If Google or Microsoft provide your email account, they have a reporting mechanism built into their clients.

In Google, click the three dots next to the Reply option in the email, and then select “Report phishing.”

A panel opens and asks you to confirm you want to report the email. Click “Report Phishing Message,” and then Google reviews the email.

The Outlook client doesn’t provide an option to report an email to Microsoft, but the Outlook web app does. It works the same way as Gmail. Click the three dots next to the Reply option in the email, and then select “Mark as phishing.”

This opens a panel to confirm you want to report the email. Click “Report,” and then Microsoft reviews the email.

You can’t report a phishing email directly within the Apple Mail client. Instead, Apple requests you forward the message to reportphishing@apple.com.

For any other mail providers, search online to see how you report phishing emails to them.

Report It to a Government Body

Some countries have agencies that deal with phishing emails. In the US, the Cyber Security and Infrastructure Security Agency (a branch of the Department of Homeland Security) ask you to forward the mail to phishing-report@us-cert.gov. In the U.K., you can report the mail to Action Fraud, the National Fraud, and Cyber Crime Reporting Centre.

In other countries, a quick search should tell you if and how you can report a phishing email to the authorities.

If you report a phishing email to either your provider or a government body, you shouldn’t expect a response. Instead, email providers and government agencies use the information you send them to try to stop the accounts that send out the emails. This includes blocking the senders (or adding them to spam/junk filters), shutting down their websites, or even prosecuting them if they’re breaking any laws.

When you report phishing emails, it helps everyone because you help the authorities stop as many of them as possible. The more people report phishing emails, the more agencies and providers can prevent the senders from sending them.

Report It to The Company That Allegedly Sent the Mail

If the phishing email pretends to be from a company, you can often report it directly to that company. For example, Amazon has a dedicated email address and form to report both email and phone phishing.

Most companies and government agencies (especially those that deal with financial or medical business) have ways you can report phishing. If you search “[company name] report phishing,” you should be able to find it pretty quickly.

_Listed entries_.
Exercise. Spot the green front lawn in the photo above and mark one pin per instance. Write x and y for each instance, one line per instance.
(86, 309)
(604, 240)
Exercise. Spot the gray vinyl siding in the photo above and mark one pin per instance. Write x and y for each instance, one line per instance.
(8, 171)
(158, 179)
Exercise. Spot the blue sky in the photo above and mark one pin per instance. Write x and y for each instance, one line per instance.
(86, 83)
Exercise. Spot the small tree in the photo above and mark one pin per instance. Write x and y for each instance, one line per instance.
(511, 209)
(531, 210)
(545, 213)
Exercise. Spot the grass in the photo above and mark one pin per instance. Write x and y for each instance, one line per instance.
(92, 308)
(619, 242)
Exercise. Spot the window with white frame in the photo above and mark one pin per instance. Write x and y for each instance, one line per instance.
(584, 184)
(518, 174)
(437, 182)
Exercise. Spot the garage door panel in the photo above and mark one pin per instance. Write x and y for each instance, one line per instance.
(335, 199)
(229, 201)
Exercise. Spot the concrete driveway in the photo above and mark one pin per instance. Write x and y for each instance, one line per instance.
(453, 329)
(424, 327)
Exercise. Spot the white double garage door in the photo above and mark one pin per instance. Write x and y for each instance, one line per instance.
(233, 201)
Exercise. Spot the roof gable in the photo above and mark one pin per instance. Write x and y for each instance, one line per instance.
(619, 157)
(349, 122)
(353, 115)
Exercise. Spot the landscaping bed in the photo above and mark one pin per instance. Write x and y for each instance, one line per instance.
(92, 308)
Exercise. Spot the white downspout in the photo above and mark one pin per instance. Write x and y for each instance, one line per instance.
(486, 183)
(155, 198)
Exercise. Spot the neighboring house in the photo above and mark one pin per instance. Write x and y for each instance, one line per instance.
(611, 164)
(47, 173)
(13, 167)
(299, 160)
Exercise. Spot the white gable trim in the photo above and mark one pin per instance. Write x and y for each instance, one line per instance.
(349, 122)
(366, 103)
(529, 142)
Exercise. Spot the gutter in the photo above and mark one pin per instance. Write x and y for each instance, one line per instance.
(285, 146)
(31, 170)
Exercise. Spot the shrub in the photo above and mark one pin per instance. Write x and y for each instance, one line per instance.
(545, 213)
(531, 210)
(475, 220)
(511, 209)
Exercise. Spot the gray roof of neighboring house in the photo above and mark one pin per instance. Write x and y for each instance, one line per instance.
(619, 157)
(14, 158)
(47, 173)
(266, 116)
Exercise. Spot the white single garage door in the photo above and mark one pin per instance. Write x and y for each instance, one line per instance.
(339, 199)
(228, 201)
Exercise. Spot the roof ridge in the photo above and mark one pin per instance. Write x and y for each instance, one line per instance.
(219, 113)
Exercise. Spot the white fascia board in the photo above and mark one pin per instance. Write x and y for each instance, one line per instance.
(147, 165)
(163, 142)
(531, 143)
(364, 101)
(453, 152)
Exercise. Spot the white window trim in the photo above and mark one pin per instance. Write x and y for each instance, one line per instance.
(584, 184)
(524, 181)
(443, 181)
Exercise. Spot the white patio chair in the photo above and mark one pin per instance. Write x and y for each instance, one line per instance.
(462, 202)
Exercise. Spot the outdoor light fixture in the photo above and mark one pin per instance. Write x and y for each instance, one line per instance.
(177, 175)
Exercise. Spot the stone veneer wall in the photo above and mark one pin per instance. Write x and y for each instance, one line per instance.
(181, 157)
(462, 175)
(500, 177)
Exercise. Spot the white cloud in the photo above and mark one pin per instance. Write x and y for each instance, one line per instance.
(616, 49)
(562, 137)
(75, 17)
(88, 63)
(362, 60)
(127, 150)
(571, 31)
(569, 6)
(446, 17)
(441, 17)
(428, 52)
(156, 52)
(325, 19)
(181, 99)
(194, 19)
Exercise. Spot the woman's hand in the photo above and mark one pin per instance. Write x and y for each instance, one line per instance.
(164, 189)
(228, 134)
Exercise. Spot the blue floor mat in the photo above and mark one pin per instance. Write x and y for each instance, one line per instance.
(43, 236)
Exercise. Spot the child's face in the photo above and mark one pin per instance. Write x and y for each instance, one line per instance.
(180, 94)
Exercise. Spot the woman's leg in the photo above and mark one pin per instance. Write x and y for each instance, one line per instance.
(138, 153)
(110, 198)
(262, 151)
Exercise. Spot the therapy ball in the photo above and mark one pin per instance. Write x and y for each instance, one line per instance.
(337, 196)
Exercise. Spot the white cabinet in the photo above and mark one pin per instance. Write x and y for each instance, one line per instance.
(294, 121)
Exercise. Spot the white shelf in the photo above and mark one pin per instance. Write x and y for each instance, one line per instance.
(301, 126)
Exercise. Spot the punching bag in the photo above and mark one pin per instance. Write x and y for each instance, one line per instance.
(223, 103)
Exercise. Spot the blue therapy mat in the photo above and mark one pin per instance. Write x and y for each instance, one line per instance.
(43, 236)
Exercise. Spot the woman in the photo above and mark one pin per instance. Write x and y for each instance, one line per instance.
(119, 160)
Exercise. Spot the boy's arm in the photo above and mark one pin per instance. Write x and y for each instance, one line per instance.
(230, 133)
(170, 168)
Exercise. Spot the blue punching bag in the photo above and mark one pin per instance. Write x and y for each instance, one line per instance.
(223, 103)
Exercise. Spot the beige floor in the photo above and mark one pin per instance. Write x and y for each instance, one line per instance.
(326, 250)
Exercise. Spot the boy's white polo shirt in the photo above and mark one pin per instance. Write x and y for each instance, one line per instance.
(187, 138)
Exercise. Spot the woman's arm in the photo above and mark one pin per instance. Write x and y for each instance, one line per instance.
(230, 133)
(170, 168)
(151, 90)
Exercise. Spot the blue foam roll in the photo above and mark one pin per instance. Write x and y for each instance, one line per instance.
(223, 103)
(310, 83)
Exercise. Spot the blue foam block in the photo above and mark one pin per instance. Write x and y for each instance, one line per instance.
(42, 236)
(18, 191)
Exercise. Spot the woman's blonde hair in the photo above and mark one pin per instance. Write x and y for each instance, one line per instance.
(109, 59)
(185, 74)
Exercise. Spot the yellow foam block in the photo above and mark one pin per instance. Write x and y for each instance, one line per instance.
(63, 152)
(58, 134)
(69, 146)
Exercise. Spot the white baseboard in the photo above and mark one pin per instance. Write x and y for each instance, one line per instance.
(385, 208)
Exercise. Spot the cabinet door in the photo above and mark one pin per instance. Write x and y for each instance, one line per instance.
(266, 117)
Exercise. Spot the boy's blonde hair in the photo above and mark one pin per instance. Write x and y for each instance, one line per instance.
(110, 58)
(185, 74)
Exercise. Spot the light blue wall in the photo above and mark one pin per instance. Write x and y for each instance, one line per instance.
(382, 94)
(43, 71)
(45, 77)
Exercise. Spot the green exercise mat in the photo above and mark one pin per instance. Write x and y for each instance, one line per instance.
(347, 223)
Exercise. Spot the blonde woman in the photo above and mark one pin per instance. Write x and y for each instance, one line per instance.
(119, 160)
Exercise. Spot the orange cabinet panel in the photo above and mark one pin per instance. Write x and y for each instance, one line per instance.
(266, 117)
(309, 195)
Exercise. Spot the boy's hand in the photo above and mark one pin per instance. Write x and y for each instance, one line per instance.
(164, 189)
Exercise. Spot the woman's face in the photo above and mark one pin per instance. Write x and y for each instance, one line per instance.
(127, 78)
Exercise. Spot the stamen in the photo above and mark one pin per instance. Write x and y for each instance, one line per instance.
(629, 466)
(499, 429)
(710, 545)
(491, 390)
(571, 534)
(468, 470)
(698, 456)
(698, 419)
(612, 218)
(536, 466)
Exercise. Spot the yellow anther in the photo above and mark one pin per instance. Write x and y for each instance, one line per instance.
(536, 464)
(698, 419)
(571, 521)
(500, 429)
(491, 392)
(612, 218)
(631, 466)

_Required action 1_.
From the phishing-reporting guide, list every menu option or button label that the reader is told to click or select.
_Required action 2_.
Pick up the phishing-reporting guide after its last sentence and continue writing it.

_Your response 1_.
- "Report phishing"
- "Report Phishing Message"
- "Mark as phishing"
- "Report"

_Your response 2_.
Mark the Sender as Junk or Spam

You probably don’t want to get any more emails from the person who sent this one. Mark it as spam or junk, and your email client will block any further mail from that address. We cover how to do this in our Gmail guide and this article on Outlook.

You can add senders to a spam/junk list in any email client. If you use something other than Gmail or Outlook, search the company’s documentation to find out how you mark a message as junk.

Delete the Email

Finally, delete the email. Usually, this sends it to the recycle bin or deleted items folder, so remove it from there as well. There’s no need to keep it after you report it.

You don’t need to run a virus scan or clear your browser history just because you received a phishing email. However, you should run an antivirus program (we like Malwarebytes for both Windows and Mac), and it doesn’t hurt to scan from time to time.

If you run an antivirus program that updates regularly, it should catch anything malicious before it runs. Plus, if you don’t click a link or open an attachment in the email, it’s improbable it unloaded anything malicious on your system, anyway.

 Don’t Worry and Carry On

Phishing emails are annoyingly frequent. Fortunately, your spam or junk filters catch them most of the time, and you never see them. Sometimes, they don’t even get that far because your provider stops them. To defeat the few that do get through, just be careful and don’t click any links or attachments unless you’re sure they’re safe.

Millions of phishing emails are sent every day, so don’t worry you’re not usually a target. Just follow the simple steps we covered above, and then carry on with your day.